▶ _Work to be completed_
Leaving out the pictures, write the following records exactly as they read.

▶ _Records to use_
►

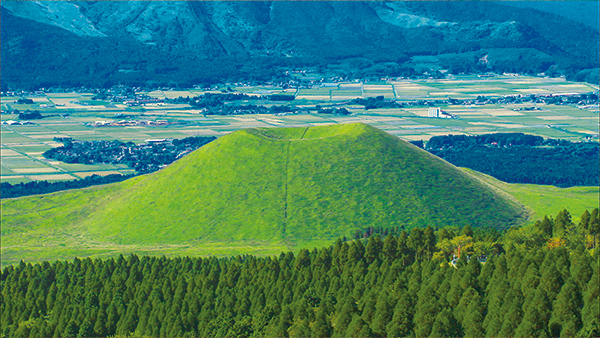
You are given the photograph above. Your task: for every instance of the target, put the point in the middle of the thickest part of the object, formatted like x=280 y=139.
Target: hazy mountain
x=135 y=41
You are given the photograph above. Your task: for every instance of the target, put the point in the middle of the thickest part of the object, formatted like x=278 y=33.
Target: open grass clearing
x=84 y=174
x=5 y=152
x=546 y=199
x=6 y=171
x=56 y=177
x=34 y=170
x=16 y=179
x=22 y=163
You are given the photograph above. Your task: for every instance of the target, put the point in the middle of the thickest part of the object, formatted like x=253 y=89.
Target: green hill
x=260 y=191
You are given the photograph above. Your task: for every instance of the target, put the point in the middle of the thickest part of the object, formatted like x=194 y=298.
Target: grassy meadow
x=256 y=191
x=22 y=146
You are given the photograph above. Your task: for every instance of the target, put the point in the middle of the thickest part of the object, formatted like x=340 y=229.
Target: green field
x=257 y=191
x=566 y=122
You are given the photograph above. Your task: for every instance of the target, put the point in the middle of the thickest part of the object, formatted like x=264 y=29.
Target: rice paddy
x=23 y=145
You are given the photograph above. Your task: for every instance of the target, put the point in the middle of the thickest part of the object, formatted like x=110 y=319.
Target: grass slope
x=257 y=191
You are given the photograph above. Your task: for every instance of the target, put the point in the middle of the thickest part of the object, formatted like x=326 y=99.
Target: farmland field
x=74 y=114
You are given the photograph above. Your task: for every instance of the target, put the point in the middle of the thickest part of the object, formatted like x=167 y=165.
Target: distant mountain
x=139 y=42
x=270 y=187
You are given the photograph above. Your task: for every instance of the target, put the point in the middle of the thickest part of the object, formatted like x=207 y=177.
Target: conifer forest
x=540 y=281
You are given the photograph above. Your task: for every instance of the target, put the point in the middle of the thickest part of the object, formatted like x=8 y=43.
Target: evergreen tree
x=401 y=324
x=321 y=326
x=358 y=328
x=566 y=314
x=590 y=314
x=445 y=325
x=383 y=314
x=472 y=321
x=594 y=227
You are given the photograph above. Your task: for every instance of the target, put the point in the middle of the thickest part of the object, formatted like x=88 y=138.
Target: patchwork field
x=23 y=145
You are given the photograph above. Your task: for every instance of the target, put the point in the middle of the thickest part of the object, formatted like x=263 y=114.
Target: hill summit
x=296 y=186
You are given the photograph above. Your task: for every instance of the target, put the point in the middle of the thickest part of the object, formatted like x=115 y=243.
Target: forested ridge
x=522 y=158
x=540 y=281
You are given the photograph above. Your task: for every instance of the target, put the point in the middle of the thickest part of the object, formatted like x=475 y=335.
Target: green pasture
x=22 y=162
x=546 y=199
x=11 y=137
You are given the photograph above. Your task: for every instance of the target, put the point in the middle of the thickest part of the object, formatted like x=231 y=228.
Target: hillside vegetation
x=259 y=190
x=536 y=282
x=184 y=43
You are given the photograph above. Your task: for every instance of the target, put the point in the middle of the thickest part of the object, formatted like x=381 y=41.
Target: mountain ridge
x=158 y=40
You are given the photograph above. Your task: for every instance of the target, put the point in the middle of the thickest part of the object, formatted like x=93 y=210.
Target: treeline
x=44 y=187
x=400 y=286
x=144 y=158
x=521 y=158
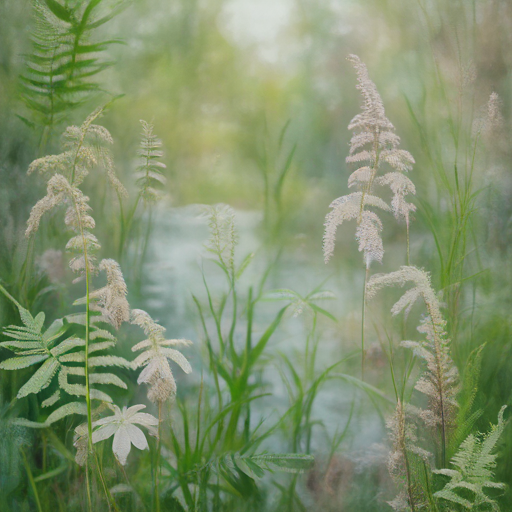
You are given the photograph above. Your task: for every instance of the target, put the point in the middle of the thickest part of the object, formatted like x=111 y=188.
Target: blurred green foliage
x=251 y=101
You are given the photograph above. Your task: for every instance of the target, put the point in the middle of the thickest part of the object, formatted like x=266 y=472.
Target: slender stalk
x=31 y=480
x=408 y=251
x=88 y=485
x=362 y=322
x=158 y=450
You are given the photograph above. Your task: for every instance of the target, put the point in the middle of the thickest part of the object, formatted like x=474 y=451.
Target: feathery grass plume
x=149 y=174
x=440 y=380
x=473 y=474
x=373 y=143
x=223 y=236
x=110 y=300
x=157 y=372
x=84 y=147
x=404 y=439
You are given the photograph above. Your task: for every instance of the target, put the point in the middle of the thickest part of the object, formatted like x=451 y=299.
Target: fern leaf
x=474 y=464
x=41 y=379
x=16 y=363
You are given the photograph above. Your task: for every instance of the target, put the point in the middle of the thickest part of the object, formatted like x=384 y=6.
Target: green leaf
x=260 y=346
x=58 y=414
x=16 y=363
x=59 y=10
x=56 y=329
x=41 y=379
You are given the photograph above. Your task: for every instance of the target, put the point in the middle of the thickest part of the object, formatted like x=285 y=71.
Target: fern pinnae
x=149 y=174
x=474 y=464
x=404 y=439
x=440 y=381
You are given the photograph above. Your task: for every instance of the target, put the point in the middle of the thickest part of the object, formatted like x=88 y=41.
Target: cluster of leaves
x=65 y=61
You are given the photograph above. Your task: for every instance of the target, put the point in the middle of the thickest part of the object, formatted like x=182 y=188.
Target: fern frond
x=61 y=71
x=440 y=380
x=149 y=174
x=474 y=470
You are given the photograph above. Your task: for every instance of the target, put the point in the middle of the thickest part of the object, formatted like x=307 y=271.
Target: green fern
x=33 y=345
x=61 y=70
x=474 y=473
x=149 y=173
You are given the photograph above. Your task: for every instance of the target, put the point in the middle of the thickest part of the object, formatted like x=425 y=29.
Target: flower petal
x=144 y=419
x=104 y=432
x=137 y=437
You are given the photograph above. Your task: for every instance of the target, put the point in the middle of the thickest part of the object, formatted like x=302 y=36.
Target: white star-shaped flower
x=122 y=426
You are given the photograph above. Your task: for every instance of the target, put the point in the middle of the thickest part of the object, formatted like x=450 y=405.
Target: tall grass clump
x=373 y=145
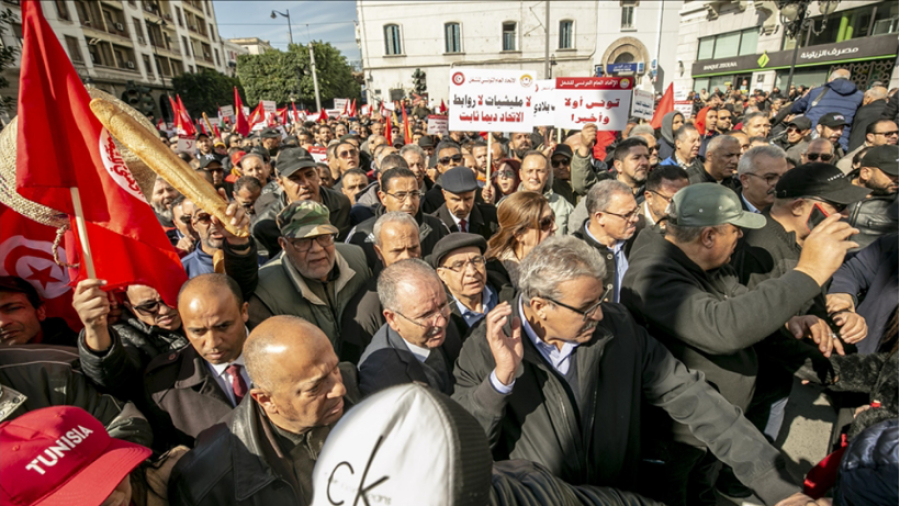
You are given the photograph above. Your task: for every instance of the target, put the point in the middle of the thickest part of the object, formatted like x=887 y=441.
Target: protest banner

◄

▶ _Output for this exercise_
You are given the photograph above. Your task: for every instance of the target, put the point in the middle of the thickest part of the object, formatted like x=280 y=139.
Target: hazy mountain
x=135 y=41
You are given the photograph above. Your task: for every instance of the target, put the point in the middle of the thickest part of the object, formatted like x=278 y=33.
Target: open grass clearing
x=84 y=174
x=5 y=152
x=546 y=199
x=6 y=171
x=56 y=177
x=34 y=170
x=16 y=179
x=22 y=163
You are given the photograph above. Your task: for every instance of the target, put the point in the middle of the thickest part of the object, formatted like x=253 y=89.
Target: green hill
x=260 y=191
You are given the photograph above. Your task: for every instance of the target, put the point in the middle of the thickest part of the object, formatted like x=194 y=298.
Target: grassy meadow
x=256 y=191
x=22 y=146
You are given the photograph above. Your task: for every instance of the target, put the point in the middle of the thickest part of the object, formatted like x=340 y=229.
Target: green field
x=257 y=191
x=566 y=122
You are given the photograph above. Your task: for every instance of the target, put the point in the middle of the thickest part of the object, formatted like x=264 y=29.
Target: rice paddy
x=23 y=145
You are given the photograph above. Your task: for every instance of the target, put the point in the middle of the thickest part of the object, formatted like x=110 y=319.
Target: grass slope
x=257 y=191
You are given the photograph above. Your task: for every instance of the target, put the point in the middle of the thickest part of the object, formatted like x=326 y=99.
Target: farmland field
x=74 y=114
You are given the photograph above. Your task: for every instance of the target, put the point in the middle of the thickest part of the object, formatted like x=167 y=165.
Target: distant mountain
x=139 y=42
x=270 y=187
You are given the photograph above. Your task: for every instance of the target, put the point in the middle of the thickest part of the object, formatted like x=207 y=177.
Target: conifer forest
x=540 y=281
You are given the photograph above. Your task: for every instance of the target, put the point in the middle of the thickest part of the object, formatted like x=8 y=43.
Target: evergreen tree
x=401 y=324
x=321 y=326
x=358 y=328
x=566 y=314
x=590 y=314
x=445 y=325
x=383 y=314
x=472 y=321
x=594 y=227
You are given the photograph above. Your task: for every instance of the target, put the point in the middle of the thickest part of the object, formatted like x=88 y=138.
Target: patchwork field
x=23 y=145
You are given the photograph above. Your task: for every instance of the target, put the point in the middle of the thickest part of the object, formatted like x=263 y=114.
Target: hill summit
x=296 y=186
You are given the photograph above. Your task: for every instance of the target, put the point in the middle of the thickest part of the object, formatted like x=115 y=243.
Target: forested ridge
x=522 y=158
x=540 y=281
You are given the photograph above. Your task: for every instance of the target, put the point in the middle of the thickest part of the object, formatted like x=475 y=335.
Target: green pasture
x=22 y=162
x=546 y=199
x=11 y=137
You are given the photograph above. Your task: for every instance of the target, put the point in the middle of the thickest part of the object, formatted like x=231 y=228.
Target: hillside vegetation
x=259 y=190
x=536 y=282
x=184 y=43
You are given the photograph above. Your task: for every instance of the target, put the point in the middle of the thickest part of the object, formatted like x=381 y=41.
Target: mountain ridge
x=158 y=40
You are given the photograph above. Your task: for every instance of the target, put the point in the middle of the thickest part of the object, formatted like x=93 y=210.
Target: treeline
x=44 y=187
x=400 y=286
x=144 y=158
x=521 y=158
You are given the photograph above. Your task: for every instance of the target, put the point in the middle of the thickest part of the object, formatted like x=111 y=188.
Target: blurred green foliage
x=251 y=101
You are given the photograph above. Your task: for every instance of the target, put the point in the middle of the thickest part of the object, formatted like x=266 y=472.
Target: slender stalk
x=31 y=480
x=408 y=251
x=88 y=485
x=362 y=322
x=158 y=450
You are given the photograph above. Your task: for every instance of the target, put the point in the middle of the thickest part of the object, formatted like x=474 y=451.
Target: feathery grass plume
x=149 y=174
x=440 y=380
x=473 y=474
x=373 y=143
x=223 y=236
x=110 y=300
x=157 y=372
x=84 y=147
x=404 y=439
You are given the photograph above. Your task: for every instance of the target, put the point in the middle of the thickest part of the object, formatted like x=451 y=299.
Target: fern leaf
x=474 y=464
x=41 y=379
x=16 y=363
You are given the photograph above. Your task: for every instance of the target, put the point in the middle of the thickest part of the object, formatted like x=384 y=6.
Target: green leaf
x=260 y=346
x=58 y=414
x=16 y=363
x=59 y=10
x=56 y=329
x=41 y=379
You are given the photograph above. Your task: for every instance of the target, put the point in the middle of the thickest part of the object, formatted like x=285 y=71.
Target: fern pinnae
x=149 y=174
x=474 y=464
x=404 y=439
x=440 y=381
You are given the photograph above. Your task: for every instance of the target, put the point in the middle of the thickest part of the object, formatted like x=88 y=41.
Target: cluster of leaves
x=65 y=61
You are given the photograph above. Your task: for every instance of the target, put the point in the middle of the thickest part of the object, formatted like x=182 y=188.
Target: fern frond
x=61 y=71
x=440 y=380
x=149 y=174
x=474 y=470
You are given the photograph above. Your task: for every instance of the target, put the point in the middle of the thickest part of the object, formatted like x=307 y=271.
Target: green fern
x=33 y=345
x=61 y=70
x=474 y=473
x=149 y=173
You are given the photograph above. Your task: for every instance of the target, put the point in the middle of the thickest part of the object, formatted like x=425 y=29.
Target: flower petal
x=144 y=419
x=104 y=432
x=137 y=437
You are given the photograph above. Your task: for every instance of the target, put the point in the middle of the thickest part of the object, formatted like x=302 y=36.
Target: white star-shaped flower
x=122 y=426
You are given the photograph above. Your task: for every instance of the target, put the point in the middle of the thickest part of the object, formatted like x=450 y=405.
Target: tall grass clump
x=373 y=145
You are given the photograph above. Your task: for every instance of the target, put the point in the middle of the thickest part of the object, formatted like x=887 y=441.
Target: protest banner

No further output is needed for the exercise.